§ Your goal: The response should hold each line from the entries below where "green" is found.

§ Saved entries:
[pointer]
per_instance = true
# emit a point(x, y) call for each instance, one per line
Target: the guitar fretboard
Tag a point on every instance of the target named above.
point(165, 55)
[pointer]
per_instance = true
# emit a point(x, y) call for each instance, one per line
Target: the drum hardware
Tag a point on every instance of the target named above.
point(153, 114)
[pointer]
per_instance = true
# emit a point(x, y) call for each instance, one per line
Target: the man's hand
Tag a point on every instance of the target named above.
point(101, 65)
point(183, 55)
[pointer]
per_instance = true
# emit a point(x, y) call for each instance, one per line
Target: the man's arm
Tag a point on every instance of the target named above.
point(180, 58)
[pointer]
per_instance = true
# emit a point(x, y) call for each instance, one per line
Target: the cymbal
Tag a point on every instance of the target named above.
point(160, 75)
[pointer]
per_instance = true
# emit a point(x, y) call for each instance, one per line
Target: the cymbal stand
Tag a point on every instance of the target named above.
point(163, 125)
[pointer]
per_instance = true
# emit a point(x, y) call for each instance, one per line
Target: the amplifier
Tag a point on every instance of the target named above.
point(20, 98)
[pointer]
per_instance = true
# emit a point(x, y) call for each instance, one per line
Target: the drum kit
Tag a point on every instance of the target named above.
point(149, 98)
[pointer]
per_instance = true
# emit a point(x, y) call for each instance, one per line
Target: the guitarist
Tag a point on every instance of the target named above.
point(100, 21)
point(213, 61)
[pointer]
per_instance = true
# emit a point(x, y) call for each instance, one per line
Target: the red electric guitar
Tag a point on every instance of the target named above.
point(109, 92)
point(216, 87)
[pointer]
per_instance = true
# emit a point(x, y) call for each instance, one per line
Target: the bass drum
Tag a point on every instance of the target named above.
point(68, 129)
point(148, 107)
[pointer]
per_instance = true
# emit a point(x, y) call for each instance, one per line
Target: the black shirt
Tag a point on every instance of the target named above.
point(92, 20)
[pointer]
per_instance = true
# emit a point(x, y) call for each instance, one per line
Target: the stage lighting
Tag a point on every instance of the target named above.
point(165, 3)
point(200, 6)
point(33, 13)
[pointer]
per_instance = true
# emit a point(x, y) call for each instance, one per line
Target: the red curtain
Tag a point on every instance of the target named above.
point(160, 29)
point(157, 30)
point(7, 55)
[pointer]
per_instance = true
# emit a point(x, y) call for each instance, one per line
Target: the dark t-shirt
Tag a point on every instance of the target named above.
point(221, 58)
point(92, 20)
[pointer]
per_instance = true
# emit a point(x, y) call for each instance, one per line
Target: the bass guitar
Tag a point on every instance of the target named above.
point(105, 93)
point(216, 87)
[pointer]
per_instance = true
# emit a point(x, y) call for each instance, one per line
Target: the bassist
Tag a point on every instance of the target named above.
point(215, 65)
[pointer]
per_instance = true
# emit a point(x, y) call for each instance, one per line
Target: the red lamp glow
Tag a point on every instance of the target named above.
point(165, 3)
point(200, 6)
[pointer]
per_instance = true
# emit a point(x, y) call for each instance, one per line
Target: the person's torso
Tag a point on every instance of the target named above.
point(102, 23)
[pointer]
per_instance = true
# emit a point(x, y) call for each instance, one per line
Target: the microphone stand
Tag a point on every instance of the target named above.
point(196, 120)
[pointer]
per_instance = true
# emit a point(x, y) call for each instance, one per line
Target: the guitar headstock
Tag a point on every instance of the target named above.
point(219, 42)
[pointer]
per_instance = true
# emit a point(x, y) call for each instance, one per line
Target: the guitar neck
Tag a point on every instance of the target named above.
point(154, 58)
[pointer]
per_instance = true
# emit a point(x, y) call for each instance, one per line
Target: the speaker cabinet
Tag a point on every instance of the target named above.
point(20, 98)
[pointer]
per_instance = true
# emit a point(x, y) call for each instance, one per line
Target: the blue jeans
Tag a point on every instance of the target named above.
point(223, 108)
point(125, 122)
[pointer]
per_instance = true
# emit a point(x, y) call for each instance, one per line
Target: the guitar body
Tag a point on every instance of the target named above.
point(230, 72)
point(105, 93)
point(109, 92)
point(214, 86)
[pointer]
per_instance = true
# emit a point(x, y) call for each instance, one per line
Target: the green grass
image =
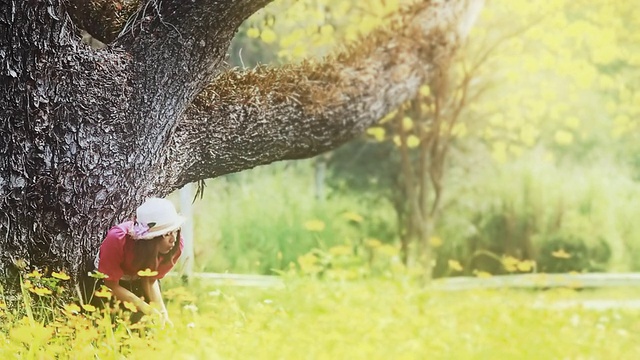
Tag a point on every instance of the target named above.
point(365, 319)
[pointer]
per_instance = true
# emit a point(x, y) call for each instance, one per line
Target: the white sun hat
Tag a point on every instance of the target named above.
point(160, 216)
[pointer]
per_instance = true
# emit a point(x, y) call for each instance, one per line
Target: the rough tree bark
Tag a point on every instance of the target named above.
point(86, 135)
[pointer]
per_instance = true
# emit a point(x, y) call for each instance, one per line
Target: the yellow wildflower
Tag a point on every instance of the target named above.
point(435, 241)
point(72, 308)
point(89, 307)
point(352, 216)
point(510, 263)
point(314, 225)
point(97, 275)
point(340, 250)
point(561, 254)
point(34, 274)
point(147, 273)
point(482, 274)
point(455, 265)
point(130, 306)
point(104, 292)
point(526, 265)
point(60, 275)
point(373, 243)
point(40, 291)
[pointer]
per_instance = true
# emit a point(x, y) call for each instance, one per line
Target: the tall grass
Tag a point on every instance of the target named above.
point(536, 203)
point(311, 319)
point(261, 221)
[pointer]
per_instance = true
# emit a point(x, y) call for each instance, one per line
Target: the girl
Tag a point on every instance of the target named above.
point(136, 254)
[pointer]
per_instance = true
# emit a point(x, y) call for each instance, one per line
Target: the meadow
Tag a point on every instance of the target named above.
point(308, 318)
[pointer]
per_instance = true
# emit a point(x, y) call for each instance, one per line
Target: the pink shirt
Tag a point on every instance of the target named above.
point(116, 254)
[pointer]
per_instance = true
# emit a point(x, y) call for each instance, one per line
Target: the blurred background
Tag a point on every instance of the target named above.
point(524, 157)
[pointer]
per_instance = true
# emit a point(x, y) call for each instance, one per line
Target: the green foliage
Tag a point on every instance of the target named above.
point(532, 208)
point(308, 318)
point(262, 220)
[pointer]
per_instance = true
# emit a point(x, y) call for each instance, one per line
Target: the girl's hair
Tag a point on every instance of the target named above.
point(146, 255)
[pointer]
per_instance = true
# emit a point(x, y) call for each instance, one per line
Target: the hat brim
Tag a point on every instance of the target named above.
point(165, 229)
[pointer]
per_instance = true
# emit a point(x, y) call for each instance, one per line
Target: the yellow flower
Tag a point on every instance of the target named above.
point(376, 132)
point(350, 215)
point(455, 265)
point(98, 275)
point(561, 254)
point(340, 250)
point(72, 308)
point(41, 291)
point(314, 225)
point(104, 292)
point(435, 241)
point(89, 307)
point(147, 273)
point(526, 265)
point(27, 284)
point(130, 306)
point(482, 274)
point(60, 275)
point(510, 263)
point(34, 274)
point(373, 243)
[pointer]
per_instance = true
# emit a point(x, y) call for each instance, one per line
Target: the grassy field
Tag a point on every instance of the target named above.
point(366, 319)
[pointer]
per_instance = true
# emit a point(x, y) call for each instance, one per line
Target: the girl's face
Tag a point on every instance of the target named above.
point(167, 242)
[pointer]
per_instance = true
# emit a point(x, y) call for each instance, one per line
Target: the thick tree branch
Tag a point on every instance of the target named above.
point(177, 47)
point(103, 19)
point(246, 119)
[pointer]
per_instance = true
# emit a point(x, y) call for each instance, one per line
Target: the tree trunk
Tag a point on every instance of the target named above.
point(86, 135)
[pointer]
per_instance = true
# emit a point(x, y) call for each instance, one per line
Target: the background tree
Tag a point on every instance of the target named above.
point(87, 135)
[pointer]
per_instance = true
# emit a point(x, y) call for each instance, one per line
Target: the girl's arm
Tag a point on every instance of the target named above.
point(123, 295)
point(151, 287)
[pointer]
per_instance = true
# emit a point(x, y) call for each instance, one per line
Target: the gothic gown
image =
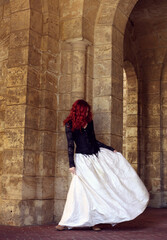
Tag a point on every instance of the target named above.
point(105, 189)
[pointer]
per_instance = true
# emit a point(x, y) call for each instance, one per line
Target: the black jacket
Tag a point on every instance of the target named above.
point(85, 141)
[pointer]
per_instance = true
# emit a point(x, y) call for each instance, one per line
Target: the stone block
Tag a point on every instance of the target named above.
point(61, 188)
point(102, 52)
point(17, 76)
point(37, 5)
point(153, 109)
point(49, 141)
point(45, 188)
point(19, 38)
point(152, 158)
point(132, 120)
point(18, 57)
point(48, 165)
point(102, 68)
point(117, 71)
point(132, 144)
point(66, 62)
point(32, 118)
point(65, 84)
point(62, 164)
point(16, 95)
point(17, 5)
point(49, 81)
point(61, 144)
point(102, 104)
point(44, 211)
point(62, 115)
point(117, 38)
point(153, 121)
point(71, 28)
point(64, 102)
point(70, 9)
point(102, 122)
point(20, 20)
point(116, 142)
point(4, 47)
point(33, 139)
point(116, 125)
point(34, 57)
point(54, 63)
point(127, 6)
point(117, 107)
point(10, 212)
point(104, 138)
point(31, 163)
point(5, 28)
point(50, 44)
point(15, 116)
point(51, 25)
point(102, 35)
point(48, 100)
point(33, 78)
point(2, 136)
point(14, 138)
point(107, 14)
point(48, 120)
point(29, 187)
point(78, 83)
point(88, 30)
point(2, 120)
point(11, 187)
point(33, 96)
point(35, 39)
point(36, 20)
point(131, 131)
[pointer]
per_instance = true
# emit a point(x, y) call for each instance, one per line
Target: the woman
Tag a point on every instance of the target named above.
point(104, 188)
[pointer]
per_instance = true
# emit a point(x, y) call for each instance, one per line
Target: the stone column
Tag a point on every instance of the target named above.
point(79, 59)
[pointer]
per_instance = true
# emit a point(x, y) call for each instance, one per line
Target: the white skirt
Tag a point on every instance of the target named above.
point(105, 189)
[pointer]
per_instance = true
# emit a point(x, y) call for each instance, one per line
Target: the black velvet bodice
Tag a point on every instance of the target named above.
point(85, 141)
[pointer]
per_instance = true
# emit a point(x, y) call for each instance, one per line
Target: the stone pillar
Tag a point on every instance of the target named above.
point(79, 59)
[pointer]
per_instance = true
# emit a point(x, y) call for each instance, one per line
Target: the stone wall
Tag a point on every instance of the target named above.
point(54, 52)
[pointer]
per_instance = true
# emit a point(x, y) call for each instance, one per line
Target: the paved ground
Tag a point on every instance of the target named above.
point(151, 225)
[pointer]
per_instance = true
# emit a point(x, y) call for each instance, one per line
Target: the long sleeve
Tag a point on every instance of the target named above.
point(70, 142)
point(100, 144)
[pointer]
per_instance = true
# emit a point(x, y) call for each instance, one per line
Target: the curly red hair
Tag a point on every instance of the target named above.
point(80, 114)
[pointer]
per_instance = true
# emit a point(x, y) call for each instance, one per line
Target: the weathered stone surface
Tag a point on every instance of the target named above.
point(19, 38)
point(17, 76)
point(74, 31)
point(14, 138)
point(18, 57)
point(33, 139)
point(36, 17)
point(45, 187)
point(20, 20)
point(17, 5)
point(102, 34)
point(48, 100)
point(49, 140)
point(16, 95)
point(15, 116)
point(32, 117)
point(48, 120)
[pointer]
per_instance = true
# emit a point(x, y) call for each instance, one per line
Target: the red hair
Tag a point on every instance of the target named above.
point(80, 114)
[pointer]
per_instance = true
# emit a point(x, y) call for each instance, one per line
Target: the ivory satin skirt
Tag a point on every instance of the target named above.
point(105, 189)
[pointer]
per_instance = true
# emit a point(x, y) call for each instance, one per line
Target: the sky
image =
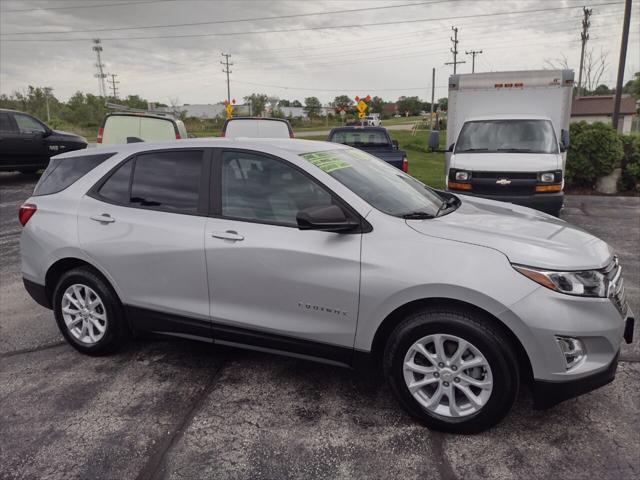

§ Response box:
Target: the green grass
Target: the green foliage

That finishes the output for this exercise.